TASK MATERIAL –
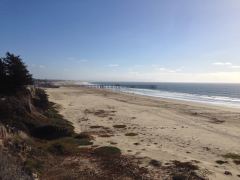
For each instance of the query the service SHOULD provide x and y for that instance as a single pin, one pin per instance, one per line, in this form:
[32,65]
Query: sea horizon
[223,94]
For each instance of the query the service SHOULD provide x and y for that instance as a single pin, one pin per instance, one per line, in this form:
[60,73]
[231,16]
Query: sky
[125,40]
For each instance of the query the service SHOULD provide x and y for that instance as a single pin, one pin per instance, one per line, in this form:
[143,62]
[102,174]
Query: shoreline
[164,129]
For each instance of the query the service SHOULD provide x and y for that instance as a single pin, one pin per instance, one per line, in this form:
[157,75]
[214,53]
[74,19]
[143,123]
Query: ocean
[217,94]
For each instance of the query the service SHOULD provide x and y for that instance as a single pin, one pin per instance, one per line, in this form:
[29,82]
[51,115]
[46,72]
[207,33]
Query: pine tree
[15,73]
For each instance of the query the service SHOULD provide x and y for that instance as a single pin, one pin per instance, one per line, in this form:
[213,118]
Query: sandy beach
[160,129]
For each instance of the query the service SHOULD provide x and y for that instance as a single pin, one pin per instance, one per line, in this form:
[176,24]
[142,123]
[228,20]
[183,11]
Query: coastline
[165,129]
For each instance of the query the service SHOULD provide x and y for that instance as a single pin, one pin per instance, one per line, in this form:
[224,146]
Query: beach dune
[160,129]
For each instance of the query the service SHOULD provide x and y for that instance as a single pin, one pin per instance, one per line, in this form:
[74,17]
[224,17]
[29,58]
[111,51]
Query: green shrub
[107,151]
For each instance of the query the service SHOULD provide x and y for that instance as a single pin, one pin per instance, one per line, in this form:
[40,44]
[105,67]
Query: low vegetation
[119,126]
[107,151]
[131,134]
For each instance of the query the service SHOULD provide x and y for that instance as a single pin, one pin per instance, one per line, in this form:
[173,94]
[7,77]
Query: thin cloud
[113,65]
[226,64]
[222,64]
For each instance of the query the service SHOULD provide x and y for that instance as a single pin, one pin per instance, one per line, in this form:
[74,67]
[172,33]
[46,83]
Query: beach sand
[160,129]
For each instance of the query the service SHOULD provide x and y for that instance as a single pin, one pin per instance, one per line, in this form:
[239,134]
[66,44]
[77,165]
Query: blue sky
[125,40]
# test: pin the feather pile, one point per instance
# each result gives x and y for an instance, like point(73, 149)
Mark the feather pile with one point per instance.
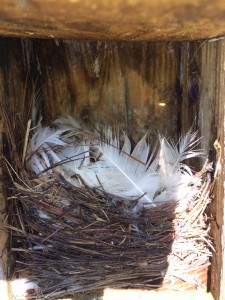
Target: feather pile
point(100, 162)
point(89, 211)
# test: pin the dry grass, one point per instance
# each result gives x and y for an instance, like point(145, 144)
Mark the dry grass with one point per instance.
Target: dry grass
point(78, 241)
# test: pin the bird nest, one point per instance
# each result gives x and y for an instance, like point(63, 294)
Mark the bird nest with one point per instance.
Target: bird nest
point(77, 240)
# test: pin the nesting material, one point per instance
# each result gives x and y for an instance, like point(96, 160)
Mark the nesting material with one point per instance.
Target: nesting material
point(73, 235)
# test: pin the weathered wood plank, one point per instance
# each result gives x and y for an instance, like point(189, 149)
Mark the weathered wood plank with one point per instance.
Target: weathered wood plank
point(118, 20)
point(109, 83)
point(125, 84)
point(203, 90)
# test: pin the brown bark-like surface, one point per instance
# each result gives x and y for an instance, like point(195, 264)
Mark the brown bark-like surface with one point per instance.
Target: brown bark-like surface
point(113, 20)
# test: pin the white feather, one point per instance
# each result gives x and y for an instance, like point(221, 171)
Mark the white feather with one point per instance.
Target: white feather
point(152, 177)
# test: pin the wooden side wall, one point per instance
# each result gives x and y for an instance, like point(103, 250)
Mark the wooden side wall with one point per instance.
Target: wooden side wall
point(160, 87)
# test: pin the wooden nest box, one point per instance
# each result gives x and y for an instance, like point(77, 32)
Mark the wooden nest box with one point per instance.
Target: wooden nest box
point(143, 66)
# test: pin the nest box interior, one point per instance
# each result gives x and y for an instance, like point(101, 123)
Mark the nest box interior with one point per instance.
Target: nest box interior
point(156, 86)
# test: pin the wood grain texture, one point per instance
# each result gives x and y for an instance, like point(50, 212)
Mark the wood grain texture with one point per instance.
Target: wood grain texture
point(124, 84)
point(118, 20)
point(121, 84)
point(203, 92)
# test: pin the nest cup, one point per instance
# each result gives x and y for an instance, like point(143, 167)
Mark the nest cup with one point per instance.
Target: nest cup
point(78, 241)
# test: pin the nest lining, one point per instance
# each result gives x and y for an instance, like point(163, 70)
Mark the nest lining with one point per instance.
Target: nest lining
point(89, 241)
point(77, 241)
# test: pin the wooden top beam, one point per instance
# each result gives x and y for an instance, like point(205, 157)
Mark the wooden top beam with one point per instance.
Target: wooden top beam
point(145, 20)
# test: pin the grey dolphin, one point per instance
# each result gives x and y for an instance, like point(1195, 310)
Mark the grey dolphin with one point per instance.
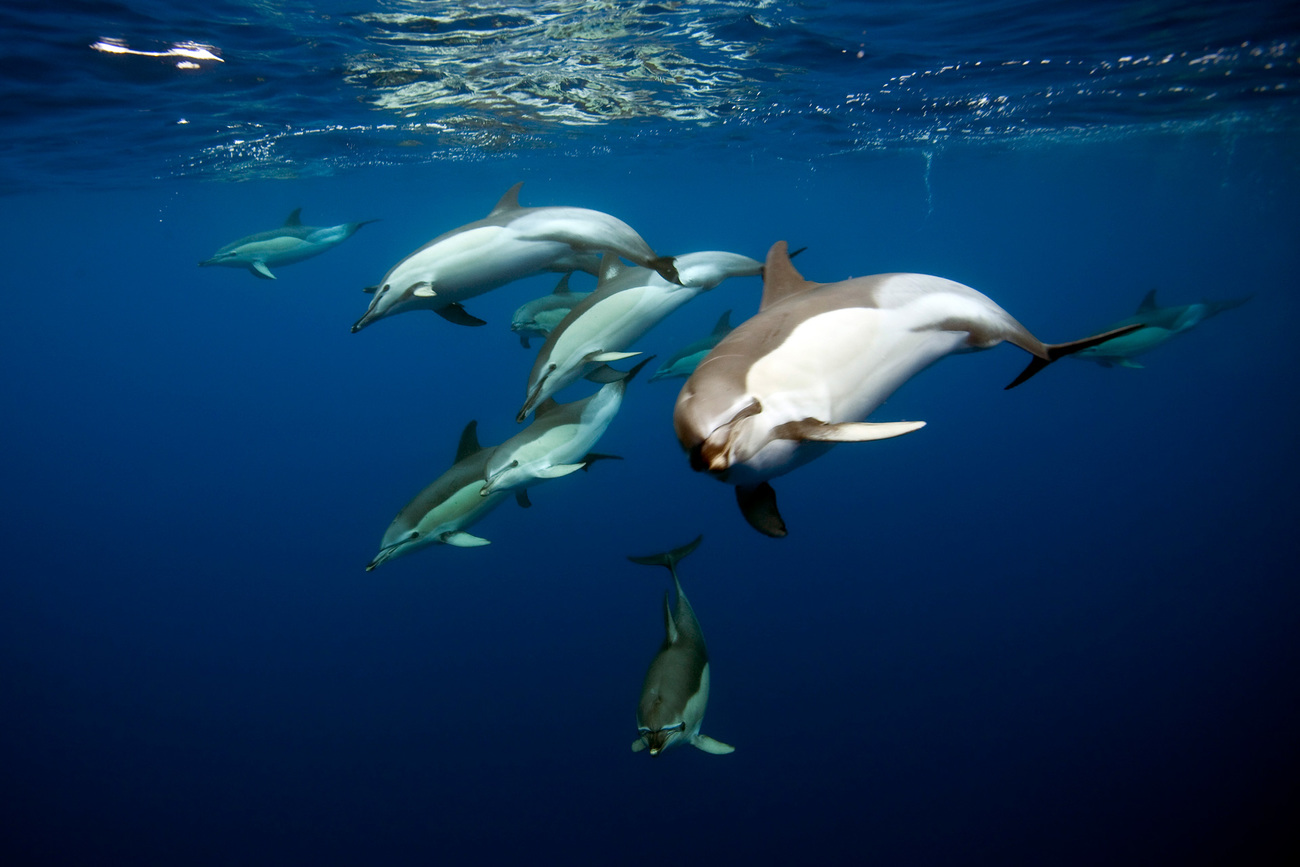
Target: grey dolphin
point(510, 243)
point(291, 242)
point(684, 362)
point(1162, 324)
point(675, 693)
point(446, 507)
point(797, 377)
point(627, 303)
point(540, 316)
point(560, 438)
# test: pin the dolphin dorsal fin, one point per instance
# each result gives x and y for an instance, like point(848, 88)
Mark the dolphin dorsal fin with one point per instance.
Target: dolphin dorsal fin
point(508, 202)
point(723, 324)
point(468, 441)
point(780, 278)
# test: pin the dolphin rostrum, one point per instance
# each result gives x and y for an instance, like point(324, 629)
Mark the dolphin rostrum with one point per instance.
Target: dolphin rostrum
point(627, 303)
point(507, 245)
point(688, 358)
point(817, 359)
point(559, 441)
point(1162, 324)
point(675, 692)
point(441, 512)
point(540, 316)
point(291, 242)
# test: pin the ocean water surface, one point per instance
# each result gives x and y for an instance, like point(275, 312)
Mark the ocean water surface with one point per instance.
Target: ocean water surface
point(1058, 625)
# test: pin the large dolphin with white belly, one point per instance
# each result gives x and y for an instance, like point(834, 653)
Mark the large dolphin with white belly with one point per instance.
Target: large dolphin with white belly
point(684, 362)
point(559, 439)
point(285, 246)
point(446, 507)
point(675, 692)
point(627, 303)
point(507, 245)
point(540, 316)
point(817, 359)
point(1162, 324)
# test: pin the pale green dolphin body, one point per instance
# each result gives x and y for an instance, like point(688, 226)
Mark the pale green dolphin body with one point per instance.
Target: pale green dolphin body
point(675, 693)
point(446, 507)
point(285, 246)
point(1162, 324)
point(688, 358)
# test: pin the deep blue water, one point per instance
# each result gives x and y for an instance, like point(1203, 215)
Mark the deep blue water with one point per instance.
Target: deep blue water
point(1054, 627)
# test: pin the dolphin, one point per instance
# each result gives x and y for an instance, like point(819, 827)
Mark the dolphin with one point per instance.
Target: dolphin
point(627, 303)
point(540, 316)
point(676, 686)
point(291, 242)
point(797, 377)
point(1162, 324)
point(441, 512)
point(559, 439)
point(685, 360)
point(507, 245)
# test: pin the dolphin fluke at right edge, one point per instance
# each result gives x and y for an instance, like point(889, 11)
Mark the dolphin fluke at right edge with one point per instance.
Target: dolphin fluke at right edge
point(1061, 350)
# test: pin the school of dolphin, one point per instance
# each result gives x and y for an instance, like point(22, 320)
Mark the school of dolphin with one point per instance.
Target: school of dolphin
point(761, 399)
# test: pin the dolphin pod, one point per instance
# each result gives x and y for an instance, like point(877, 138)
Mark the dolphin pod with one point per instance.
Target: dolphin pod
point(1161, 324)
point(817, 359)
point(290, 243)
point(675, 692)
point(510, 243)
point(759, 401)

HOW TO COMPLETE THIS TASK –
All lines in the listing above from the line containing "Target: large dolphin with white belly" to the line containing "# test: pin the dolphin, one", inclusive, should be retyped exactly; no other lines should appear.

EXERCISE SOLUTION –
Target: large dolphin with white belly
point(684, 362)
point(559, 439)
point(285, 246)
point(446, 507)
point(675, 692)
point(627, 303)
point(507, 245)
point(540, 316)
point(817, 359)
point(1162, 324)
# test: pin the pale green dolphin body, one point per instance
# each result gives x and y for an instance, like point(688, 226)
Mark the pale green dolphin body with one point per instance.
Target: pale green dolphin body
point(675, 693)
point(446, 507)
point(285, 246)
point(1162, 324)
point(688, 358)
# test: pin the deep blue water, one point per instance
# each result gives x and y for an instance, like point(1203, 215)
Mark the deep blue water with one point per instance.
Target: deep blue water
point(1054, 627)
# test: pin the dolphin, one point per instance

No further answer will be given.